Pull out every line below that contains the string "optional", and copy each one in full. Case counts.

────

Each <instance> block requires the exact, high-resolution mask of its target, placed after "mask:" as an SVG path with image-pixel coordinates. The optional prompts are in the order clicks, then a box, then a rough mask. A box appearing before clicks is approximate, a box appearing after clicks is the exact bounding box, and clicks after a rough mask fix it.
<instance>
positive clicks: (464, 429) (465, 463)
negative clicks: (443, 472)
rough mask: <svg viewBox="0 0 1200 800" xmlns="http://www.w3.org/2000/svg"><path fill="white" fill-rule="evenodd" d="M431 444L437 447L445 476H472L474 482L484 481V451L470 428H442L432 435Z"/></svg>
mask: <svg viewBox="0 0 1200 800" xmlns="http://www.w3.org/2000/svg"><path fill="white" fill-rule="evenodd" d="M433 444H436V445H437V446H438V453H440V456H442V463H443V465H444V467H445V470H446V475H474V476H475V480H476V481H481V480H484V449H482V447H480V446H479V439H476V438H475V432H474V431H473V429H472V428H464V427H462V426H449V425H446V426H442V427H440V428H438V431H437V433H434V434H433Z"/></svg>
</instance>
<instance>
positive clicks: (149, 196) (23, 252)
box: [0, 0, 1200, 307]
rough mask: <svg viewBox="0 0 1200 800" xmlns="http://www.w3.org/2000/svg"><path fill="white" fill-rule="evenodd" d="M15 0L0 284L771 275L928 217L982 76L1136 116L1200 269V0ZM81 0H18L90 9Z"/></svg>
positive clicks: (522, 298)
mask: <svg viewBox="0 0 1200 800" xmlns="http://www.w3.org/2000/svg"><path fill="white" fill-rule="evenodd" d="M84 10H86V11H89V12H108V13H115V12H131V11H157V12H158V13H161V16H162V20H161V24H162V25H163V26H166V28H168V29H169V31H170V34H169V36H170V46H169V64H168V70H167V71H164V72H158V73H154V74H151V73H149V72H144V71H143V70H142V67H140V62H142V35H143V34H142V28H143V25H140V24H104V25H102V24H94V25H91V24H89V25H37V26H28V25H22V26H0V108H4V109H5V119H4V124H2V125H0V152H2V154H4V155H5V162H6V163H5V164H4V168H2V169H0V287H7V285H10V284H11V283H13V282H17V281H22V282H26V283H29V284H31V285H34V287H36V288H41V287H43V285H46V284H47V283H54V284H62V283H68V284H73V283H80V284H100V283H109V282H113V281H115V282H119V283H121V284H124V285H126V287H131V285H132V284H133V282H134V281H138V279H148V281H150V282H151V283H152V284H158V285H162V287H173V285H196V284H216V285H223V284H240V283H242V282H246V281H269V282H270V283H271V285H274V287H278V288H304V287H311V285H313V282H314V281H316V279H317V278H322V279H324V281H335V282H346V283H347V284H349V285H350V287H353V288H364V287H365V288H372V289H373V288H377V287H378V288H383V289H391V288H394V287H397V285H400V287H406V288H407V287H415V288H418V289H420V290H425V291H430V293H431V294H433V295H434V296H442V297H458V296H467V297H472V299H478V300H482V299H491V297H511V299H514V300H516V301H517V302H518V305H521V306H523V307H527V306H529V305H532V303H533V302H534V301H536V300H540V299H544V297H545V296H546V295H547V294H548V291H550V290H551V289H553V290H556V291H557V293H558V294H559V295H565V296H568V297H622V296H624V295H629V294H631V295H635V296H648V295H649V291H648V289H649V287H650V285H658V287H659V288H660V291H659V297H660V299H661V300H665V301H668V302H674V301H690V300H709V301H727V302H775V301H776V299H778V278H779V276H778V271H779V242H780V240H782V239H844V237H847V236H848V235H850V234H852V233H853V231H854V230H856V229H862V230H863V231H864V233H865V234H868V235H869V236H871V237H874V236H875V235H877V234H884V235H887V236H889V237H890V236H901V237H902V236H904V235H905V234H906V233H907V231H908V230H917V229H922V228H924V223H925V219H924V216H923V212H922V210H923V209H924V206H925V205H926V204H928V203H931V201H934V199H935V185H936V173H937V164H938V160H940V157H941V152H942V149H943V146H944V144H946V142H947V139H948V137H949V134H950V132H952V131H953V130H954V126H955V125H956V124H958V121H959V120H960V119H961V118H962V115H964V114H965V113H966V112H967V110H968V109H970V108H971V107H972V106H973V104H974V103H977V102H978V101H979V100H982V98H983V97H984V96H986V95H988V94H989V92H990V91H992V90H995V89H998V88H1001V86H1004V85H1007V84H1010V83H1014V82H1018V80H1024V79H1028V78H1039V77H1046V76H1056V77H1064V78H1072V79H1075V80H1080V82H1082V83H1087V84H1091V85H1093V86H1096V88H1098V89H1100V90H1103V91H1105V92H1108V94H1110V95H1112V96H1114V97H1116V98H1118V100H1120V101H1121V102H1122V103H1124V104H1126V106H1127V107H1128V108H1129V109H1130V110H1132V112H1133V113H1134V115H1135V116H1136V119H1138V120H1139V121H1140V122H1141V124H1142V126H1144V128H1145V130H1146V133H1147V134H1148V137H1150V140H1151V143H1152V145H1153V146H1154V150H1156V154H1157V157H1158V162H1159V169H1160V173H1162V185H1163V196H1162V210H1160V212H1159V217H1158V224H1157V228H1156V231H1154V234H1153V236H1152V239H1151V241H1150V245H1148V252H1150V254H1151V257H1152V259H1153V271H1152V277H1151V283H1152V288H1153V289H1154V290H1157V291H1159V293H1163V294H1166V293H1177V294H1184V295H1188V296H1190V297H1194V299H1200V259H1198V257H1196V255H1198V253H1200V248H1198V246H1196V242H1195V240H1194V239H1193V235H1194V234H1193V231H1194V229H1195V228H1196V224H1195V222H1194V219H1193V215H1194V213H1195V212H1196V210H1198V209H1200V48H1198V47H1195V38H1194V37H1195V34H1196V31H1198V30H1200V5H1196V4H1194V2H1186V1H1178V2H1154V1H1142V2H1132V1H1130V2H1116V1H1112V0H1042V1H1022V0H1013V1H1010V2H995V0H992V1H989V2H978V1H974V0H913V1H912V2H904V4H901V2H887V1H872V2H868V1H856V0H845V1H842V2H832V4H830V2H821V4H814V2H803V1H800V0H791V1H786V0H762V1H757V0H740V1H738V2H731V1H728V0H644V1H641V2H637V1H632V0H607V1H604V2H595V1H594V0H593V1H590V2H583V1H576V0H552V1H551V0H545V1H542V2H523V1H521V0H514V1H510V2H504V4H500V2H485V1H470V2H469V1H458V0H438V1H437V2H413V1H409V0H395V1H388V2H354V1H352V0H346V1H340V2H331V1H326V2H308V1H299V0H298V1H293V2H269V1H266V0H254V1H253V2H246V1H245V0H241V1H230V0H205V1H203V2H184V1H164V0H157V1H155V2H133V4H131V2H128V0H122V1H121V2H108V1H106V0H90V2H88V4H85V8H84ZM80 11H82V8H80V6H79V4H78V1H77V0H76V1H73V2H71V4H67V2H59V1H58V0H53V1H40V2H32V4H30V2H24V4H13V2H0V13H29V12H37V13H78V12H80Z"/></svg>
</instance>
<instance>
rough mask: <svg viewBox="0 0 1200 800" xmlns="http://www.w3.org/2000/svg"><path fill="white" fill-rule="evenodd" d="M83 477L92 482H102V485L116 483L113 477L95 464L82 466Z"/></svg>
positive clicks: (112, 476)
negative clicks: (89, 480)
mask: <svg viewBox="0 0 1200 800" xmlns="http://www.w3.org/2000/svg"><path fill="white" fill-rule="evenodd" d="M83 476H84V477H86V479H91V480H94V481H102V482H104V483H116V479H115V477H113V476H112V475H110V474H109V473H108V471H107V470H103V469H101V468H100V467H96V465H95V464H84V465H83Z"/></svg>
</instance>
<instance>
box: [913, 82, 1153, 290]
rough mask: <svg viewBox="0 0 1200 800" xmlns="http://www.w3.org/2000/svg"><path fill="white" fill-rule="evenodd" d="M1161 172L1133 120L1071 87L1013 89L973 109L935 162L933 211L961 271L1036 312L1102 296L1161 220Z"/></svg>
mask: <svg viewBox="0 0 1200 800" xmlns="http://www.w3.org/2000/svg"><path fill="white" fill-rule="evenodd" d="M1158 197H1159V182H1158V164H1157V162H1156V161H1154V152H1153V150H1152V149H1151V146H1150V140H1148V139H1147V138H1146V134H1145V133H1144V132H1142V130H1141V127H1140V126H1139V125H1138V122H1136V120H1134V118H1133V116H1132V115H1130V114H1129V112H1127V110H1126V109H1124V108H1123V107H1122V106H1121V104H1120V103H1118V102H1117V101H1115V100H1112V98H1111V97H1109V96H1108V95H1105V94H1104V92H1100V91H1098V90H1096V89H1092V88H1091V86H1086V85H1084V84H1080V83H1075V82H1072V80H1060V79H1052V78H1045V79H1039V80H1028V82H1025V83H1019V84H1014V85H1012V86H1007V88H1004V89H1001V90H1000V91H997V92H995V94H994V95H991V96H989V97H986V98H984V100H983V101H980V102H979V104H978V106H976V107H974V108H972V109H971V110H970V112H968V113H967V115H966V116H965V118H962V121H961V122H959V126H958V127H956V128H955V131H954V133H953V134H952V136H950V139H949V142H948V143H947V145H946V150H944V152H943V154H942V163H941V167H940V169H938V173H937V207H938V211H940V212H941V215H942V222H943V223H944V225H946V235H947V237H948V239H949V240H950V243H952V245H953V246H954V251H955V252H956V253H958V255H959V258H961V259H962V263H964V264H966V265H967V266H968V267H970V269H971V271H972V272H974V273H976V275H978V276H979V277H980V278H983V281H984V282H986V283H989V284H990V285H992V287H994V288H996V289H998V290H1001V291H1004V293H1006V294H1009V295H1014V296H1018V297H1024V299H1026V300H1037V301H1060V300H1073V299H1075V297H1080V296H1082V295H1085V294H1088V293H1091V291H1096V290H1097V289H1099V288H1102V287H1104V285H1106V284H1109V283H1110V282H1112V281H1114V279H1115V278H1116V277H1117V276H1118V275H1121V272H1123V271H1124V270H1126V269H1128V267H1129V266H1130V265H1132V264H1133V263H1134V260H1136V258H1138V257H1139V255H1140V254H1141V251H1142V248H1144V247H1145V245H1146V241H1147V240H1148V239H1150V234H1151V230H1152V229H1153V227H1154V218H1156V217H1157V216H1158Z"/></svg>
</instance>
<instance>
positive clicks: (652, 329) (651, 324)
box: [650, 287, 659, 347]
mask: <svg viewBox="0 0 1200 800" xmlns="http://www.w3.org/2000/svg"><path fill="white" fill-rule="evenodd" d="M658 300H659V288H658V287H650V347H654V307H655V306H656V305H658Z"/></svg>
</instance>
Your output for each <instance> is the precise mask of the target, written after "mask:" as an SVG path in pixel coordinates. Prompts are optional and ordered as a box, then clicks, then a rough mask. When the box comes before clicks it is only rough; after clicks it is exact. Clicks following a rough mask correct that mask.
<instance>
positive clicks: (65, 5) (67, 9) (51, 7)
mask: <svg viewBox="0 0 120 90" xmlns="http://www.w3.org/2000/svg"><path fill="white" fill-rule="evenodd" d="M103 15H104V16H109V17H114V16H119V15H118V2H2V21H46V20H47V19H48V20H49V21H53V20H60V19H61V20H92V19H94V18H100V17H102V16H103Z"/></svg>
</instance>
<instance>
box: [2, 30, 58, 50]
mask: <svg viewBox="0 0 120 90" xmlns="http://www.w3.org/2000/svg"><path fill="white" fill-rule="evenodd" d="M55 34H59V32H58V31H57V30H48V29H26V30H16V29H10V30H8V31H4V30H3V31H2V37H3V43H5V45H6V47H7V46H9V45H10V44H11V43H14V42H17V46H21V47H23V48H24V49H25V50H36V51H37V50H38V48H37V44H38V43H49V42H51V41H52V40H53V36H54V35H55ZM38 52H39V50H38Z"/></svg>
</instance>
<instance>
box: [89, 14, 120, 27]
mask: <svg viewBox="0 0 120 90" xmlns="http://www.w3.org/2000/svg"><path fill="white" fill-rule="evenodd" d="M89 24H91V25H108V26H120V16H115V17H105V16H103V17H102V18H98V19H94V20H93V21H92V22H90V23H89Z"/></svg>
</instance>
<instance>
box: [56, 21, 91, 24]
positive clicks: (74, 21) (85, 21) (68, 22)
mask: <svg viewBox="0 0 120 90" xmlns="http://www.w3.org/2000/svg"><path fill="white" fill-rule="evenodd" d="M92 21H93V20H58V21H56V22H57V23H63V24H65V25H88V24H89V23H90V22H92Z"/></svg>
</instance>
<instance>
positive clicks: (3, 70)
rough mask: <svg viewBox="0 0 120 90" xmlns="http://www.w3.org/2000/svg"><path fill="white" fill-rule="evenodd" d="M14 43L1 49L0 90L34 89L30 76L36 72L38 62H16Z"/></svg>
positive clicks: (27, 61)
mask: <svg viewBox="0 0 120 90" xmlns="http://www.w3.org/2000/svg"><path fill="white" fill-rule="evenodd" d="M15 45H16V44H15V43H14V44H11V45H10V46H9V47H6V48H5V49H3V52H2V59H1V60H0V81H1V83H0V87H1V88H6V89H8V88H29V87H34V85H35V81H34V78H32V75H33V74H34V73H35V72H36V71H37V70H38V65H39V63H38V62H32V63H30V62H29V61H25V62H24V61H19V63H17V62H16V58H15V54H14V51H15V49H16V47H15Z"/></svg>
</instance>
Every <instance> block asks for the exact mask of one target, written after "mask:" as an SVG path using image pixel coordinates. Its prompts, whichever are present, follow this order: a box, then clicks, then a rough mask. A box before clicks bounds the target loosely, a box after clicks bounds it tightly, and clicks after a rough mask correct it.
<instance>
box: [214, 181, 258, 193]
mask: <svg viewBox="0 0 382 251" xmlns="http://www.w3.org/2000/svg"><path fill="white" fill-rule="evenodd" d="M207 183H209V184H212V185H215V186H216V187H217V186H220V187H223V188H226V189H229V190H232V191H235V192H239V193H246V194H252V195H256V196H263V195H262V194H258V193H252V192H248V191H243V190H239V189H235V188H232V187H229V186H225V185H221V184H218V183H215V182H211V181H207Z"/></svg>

────

Expected output:
Each <instance> block requires the exact, high-resolution mask of its target, placed after "mask:" as an SVG path with image-pixel coordinates. The optional prompts are in the order clicks, then a box, then a rough mask. A box appearing before clicks is approximate, a box appearing after clicks is the exact bounding box, and clicks after a rough mask fix it.
Your output for each <instance> is the precise mask of the target, written after "mask:" as an SVG path in pixel coordinates. Prompts are optional and ordered as a box, then clicks, then a rough mask. When the box comes before clicks it is only rough; after clicks it is exact. Clicks following a rough mask correct that mask.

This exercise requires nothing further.